>> BEGIN

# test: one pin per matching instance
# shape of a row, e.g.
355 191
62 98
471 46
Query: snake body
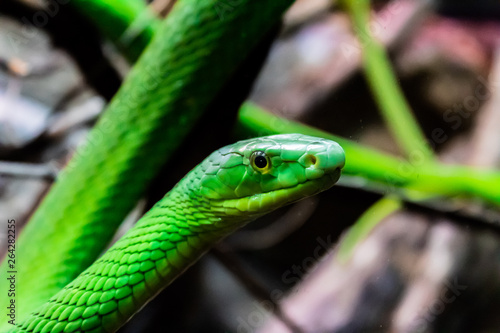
192 55
230 188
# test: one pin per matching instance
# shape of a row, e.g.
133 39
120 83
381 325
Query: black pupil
260 162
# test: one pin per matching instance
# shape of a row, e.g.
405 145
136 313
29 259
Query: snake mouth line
264 201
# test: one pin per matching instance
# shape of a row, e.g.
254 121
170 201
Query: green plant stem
129 24
435 178
383 83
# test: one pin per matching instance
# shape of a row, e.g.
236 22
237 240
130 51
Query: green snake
230 188
175 80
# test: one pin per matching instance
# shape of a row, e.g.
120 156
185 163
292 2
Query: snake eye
260 162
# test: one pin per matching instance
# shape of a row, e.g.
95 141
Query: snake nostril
310 160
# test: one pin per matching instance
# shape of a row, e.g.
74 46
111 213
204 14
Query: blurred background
418 270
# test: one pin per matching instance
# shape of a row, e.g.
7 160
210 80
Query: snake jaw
263 203
297 166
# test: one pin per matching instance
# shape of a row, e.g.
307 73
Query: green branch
435 178
384 86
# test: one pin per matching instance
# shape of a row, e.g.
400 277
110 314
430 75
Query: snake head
255 176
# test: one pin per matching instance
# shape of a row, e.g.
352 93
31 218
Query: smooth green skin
223 193
176 78
381 168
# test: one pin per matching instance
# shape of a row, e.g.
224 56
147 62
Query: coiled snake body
230 188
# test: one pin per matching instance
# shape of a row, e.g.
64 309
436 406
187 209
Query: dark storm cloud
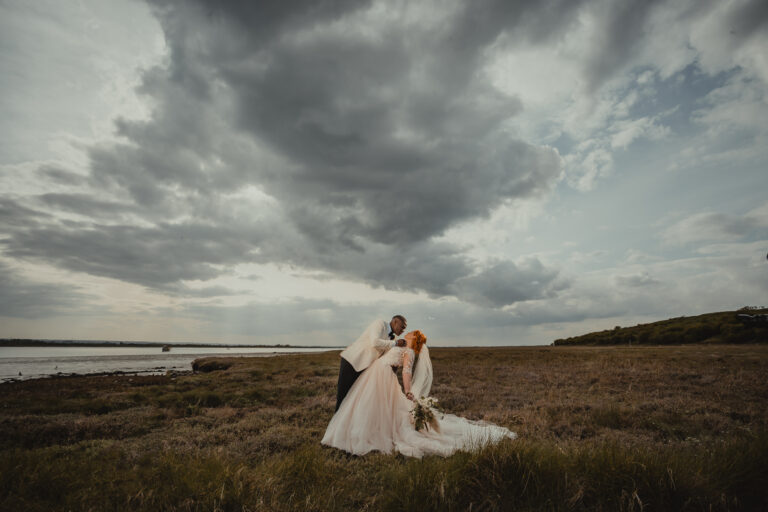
85 204
20 297
60 176
14 215
507 283
371 136
154 257
748 19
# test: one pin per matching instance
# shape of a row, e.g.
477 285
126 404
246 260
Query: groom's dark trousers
347 376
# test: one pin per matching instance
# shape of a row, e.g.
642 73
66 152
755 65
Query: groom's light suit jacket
369 346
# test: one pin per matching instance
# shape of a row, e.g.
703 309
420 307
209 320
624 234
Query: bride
376 413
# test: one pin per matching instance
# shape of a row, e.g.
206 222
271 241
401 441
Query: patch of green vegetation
722 327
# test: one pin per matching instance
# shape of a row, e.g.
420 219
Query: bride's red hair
418 340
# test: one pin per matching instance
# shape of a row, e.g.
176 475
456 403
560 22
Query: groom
377 339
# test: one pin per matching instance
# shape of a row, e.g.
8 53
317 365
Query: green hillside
721 327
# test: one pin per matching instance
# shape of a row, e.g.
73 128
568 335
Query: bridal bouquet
423 413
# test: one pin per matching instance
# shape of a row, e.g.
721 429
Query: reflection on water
35 362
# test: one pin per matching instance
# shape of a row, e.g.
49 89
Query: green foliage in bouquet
423 413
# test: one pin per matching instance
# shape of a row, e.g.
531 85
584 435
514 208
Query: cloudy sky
500 172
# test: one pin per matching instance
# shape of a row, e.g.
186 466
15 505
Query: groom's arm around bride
379 337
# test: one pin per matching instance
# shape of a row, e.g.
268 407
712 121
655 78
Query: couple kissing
373 413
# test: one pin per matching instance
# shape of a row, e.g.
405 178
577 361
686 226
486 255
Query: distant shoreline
14 342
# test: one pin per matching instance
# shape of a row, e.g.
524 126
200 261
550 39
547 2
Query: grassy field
601 428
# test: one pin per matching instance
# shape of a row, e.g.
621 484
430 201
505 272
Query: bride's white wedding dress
375 416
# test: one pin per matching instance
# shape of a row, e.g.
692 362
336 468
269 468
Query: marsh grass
611 428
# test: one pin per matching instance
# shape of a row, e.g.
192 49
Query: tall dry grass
609 428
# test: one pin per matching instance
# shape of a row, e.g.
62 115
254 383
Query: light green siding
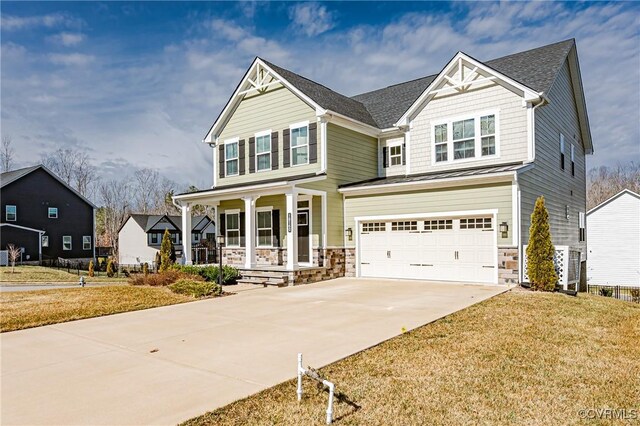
558 186
273 110
352 157
481 197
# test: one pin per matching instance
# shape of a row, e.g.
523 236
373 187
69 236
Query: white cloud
16 23
68 39
71 59
311 18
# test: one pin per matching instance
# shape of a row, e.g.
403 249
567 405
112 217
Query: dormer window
465 138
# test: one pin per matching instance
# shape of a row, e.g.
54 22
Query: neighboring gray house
613 235
140 236
432 179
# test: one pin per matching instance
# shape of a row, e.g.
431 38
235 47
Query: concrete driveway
165 365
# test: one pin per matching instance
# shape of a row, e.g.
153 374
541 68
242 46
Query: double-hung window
66 242
395 155
265 228
263 151
11 213
231 160
232 221
300 145
464 145
441 142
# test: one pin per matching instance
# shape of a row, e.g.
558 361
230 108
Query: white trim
477 138
418 216
268 153
411 186
419 103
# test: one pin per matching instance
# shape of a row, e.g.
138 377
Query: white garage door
445 249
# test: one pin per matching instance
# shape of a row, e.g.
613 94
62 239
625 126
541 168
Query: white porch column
250 232
186 234
292 230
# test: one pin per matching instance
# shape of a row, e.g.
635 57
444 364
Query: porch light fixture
504 229
349 233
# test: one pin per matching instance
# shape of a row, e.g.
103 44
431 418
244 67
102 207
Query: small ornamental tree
540 251
165 251
110 269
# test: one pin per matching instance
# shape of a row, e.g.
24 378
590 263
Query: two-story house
140 237
431 179
45 217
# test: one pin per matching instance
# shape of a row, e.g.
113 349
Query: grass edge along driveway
518 358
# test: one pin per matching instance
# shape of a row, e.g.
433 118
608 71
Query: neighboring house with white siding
433 178
140 236
613 238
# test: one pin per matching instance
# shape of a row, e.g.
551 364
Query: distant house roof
7 178
148 221
615 197
536 68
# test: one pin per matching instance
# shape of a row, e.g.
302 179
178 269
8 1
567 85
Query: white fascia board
529 94
235 98
440 183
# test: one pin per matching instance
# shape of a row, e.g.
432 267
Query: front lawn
519 358
40 274
25 309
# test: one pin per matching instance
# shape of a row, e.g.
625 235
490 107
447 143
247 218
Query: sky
138 84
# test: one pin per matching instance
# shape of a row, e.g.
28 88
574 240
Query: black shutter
221 159
242 239
286 147
274 151
241 161
252 155
313 143
275 226
385 158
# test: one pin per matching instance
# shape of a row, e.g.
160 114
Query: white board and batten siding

>> END

▸ Job: Write out the material above again, word for word, minus its pictures.

▸ Solved problem:
# test: one pin per matching instance
# shape of a row, e.g.
355 191
62 98
471 46
Query: snake body
192 55
230 188
# test: one pin per matching instance
# shape of a row, e.g.
133 39
120 83
381 325
Query: black pupil
260 162
# test: one pin per matching instance
# shape of a row, e.g.
405 145
136 313
29 259
Query: snake mouth line
264 201
# test: one pin per matching instance
# shape of a row, e.g.
254 121
170 201
Query: green plant stem
129 24
435 178
383 83
# test: one pin per matching instance
# shape of a row, e.g.
236 22
237 240
130 51
Query: green snake
230 188
175 80
# test: one pin per matching instance
# shape of a row, e.g.
120 156
185 163
292 2
Query: snake eye
260 162
# test: one pin per matching instance
# shape of a row, e.g.
95 141
Query: snake nostril
310 160
# test: one pin per matching instance
# shape of a row, e.g.
74 46
111 213
204 14
Query: blurred background
418 270
# test: one pin per matching instance
# shape of a row, e.g.
7 160
210 80
Query: snake jaw
263 203
297 166
# test: one pin per matching instance
# shape of a row, e.g.
307 73
Query: green branch
435 178
384 86
# test: one pin per matching instance
# shape of a row, e.g.
400 277
110 314
430 75
Query: snake head
255 176
# test: one pin per matching instance
# shape of a row, e.g.
352 93
31 218
Query: smooth green skin
223 193
176 78
381 168
# test: one pin per matching instance
# shape of a row, e.g.
224 56
147 62
Query: coiled snake body
230 188
# test: one pin per matching instance
# shape of a row, e.g.
64 309
436 406
187 209
Query: dark storm cloud
85 204
20 297
60 176
14 215
507 283
371 136
154 257
748 19
# test: one pin per matching instance
# shape of a row, e.g.
477 285
126 404
246 260
Query: groom's dark trousers
347 376
# test: one pin per matching instance
# shape of a row, e.g.
642 73
66 152
755 65
Query: groom's light suit jacket
369 346
# test: one pin per matching instance
# shape of a row, e.g.
703 309
420 307
209 320
624 234
Query: bride
376 413
# test: one pin per matching instance
# shape of a row, e.g.
206 222
271 241
401 441
Query: patch of green vegetation
722 327
# test: one pin per matching instance
# shape of a row, e.g.
420 219
Query: bride's red hair
418 340
# test: one pin per matching instance
# shape of a row, e.g.
176 475
456 403
560 22
Query: groom
377 339
# test: one pin per matching instance
# shape of a row, e.g.
8 53
317 365
Query: green hillside
721 327
# test: one pin per matching instance
# shape of a row, e.g.
73 128
568 335
Query: bridal bouquet
423 413
# test: one pin per matching instance
# shape of a row, e.g.
721 429
Query: reflection on water
35 362
# test: one pin per matching instance
# shape of a row, e.g.
49 89
Query: green foliage in bouquet
423 413
# test: one pin per matching instance
# shape of a row, e.g.
531 85
584 435
514 208
Query: cloudy sky
500 172
# test: one pin per matching instance
# shape of a row, e.g.
186 466
15 505
Query: groom's arm around bride
379 337
# test: one pin per matching instance
# shape of a row, e.g.
268 407
712 121
655 78
Query: couple kissing
373 413
# test: one pin per matching instance
# shape of a row, e.g.
405 178
577 361
686 226
486 255
Query: distant shoreline
14 342
# test: one pin per matching instance
# shape of a row, e.g.
524 126
200 261
550 39
547 2
Query: grassy field
601 428
# test: one pin per matching instance
# shape of a row, e.g.
621 484
430 201
505 272
Query: bride's white wedding dress
375 416
# test: one pin per matching instance
# shape of a row, e.g.
692 362
336 468
269 468
Query: marsh grass
611 428
# test: one pin per matching instance
# shape of a row, e.g.
192 49
Query: tall dry grass
609 428
# test: one pin per matching instance
# shape of a row, e.g.
62 115
254 383
Query: light green siding
558 186
273 110
352 157
481 197
# test: one pin per matching instance
# shape of a row, e.g.
523 236
373 187
69 236
Query: white cloud
16 23
68 39
71 59
311 18
# test: one pin per matching instance
# shape of a row, e.g.
403 249
567 405
112 217
Query: dormer window
465 138
# test: one pin per matching instance
# shape of a row, e.g.
54 22
Query: neighboring gray house
613 235
140 236
432 179
# test: one pin per matching instance
# shape of a row, e.g.
431 38
235 47
Query: concrete driveway
165 365
# test: one pin per matching instance
# shape of a row, e.g.
153 374
541 68
242 46
Query: double-hung window
66 242
395 155
265 228
263 151
11 213
231 160
232 221
300 145
464 145
441 142
# test: one pin per matching instance
# shape of a row, e.g.
558 361
230 108
Query: white trim
477 138
418 216
268 153
411 186
419 103
# test: one pin per matching instance
# shape of a row, e.g.
138 377
Query: white garage door
445 249
# test: one pin per matching instance
# shape of a row, e.g.
613 94
62 239
625 126
541 168
Query: white porch column
250 232
186 234
292 230
# test: one pin per matching instance
# shape of a row, e.g.
635 57
444 364
Query: porch light fixture
504 229
349 233
# test: one pin per matching instance
# shape of a row, e.g.
103 44
431 418
244 67
102 207
Query: small ornamental tree
540 251
165 251
110 269
# test: one pin per matching instance
# shape of a row, e.g.
24 378
590 263
Query: two-story house
140 237
431 179
45 217
# test: one pin per matching instance
# shape of a row, e.g.
113 349
Query: grass edge along driveway
518 358
# test: one pin per matching instance
# shape of a row, e.g.
433 118
608 71
Query: neighboring house with white siding
433 178
140 236
613 238
# test: one pin per matching instance
# shape of a row, e.g.
551 364
Query: distant house roof
7 178
148 221
615 197
536 68
# test: one pin per matching instance
# shape of a row, e.g.
302 179
178 269
8 1
567 85
Query: white fascia board
529 94
235 98
440 183
# test: one pin per matching instance
# shape of a row, e.g.
432 267
Query: front lawn
519 358
40 274
25 309
# test: one pin per matching instance
# shape of a row, e.g.
625 235
490 107
447 143
247 218
Query: sky
138 84
# test: one pin per matching instance
# shape of a row, e.g.
28 88
574 240
Query: black shutter
221 159
242 239
286 147
274 151
241 161
252 155
313 143
275 226
385 158
# test: one pin per matching instance
# shape of a row, e.g.
160 114
Query: white board and batten siding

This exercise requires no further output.